◆ The exercise ◆
Extract from the material below every line that contains the word "tank", copying each such line in full.

◆ Given records ◆
· · · ·

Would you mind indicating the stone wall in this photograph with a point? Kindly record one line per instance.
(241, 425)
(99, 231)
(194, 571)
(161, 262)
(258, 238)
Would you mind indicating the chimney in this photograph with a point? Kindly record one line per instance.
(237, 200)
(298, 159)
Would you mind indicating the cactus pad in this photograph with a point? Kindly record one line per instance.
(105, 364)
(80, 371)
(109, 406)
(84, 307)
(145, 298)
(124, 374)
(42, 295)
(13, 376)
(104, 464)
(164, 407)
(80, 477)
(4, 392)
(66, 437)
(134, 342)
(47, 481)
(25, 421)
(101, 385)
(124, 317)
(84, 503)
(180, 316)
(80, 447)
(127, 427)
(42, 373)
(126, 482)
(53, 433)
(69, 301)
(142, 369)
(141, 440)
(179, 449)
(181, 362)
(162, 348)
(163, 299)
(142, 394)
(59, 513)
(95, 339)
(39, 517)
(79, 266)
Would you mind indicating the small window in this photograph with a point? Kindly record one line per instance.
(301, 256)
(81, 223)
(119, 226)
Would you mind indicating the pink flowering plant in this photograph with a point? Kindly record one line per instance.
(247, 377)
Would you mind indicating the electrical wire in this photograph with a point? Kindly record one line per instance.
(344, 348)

· · · ·

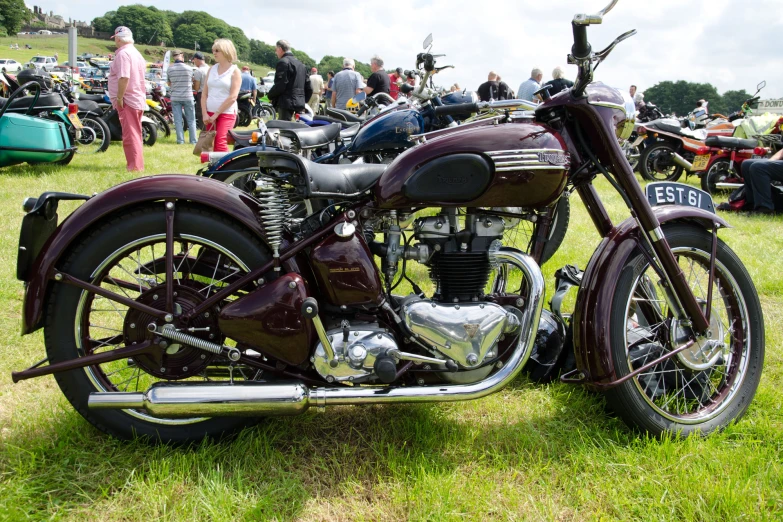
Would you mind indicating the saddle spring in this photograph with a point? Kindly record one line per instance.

· · · ·

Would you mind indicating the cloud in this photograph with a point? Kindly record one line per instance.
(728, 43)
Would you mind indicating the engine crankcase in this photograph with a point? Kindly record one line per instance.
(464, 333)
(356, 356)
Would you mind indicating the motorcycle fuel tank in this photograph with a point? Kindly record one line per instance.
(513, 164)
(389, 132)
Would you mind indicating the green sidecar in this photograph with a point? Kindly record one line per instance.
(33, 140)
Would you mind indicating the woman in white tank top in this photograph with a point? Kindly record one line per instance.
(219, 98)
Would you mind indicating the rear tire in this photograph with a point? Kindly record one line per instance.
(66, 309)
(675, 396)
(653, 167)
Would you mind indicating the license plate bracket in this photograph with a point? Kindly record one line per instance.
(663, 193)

· · · ·

◆ Result of this exercise ◆
Would you mind indicating the motorcycle fuel tank in this photograph with a point? Kindly record one line per instance.
Would you mind indicating the woman in white tank top in this photograph with a point? Kindly record one line per instance.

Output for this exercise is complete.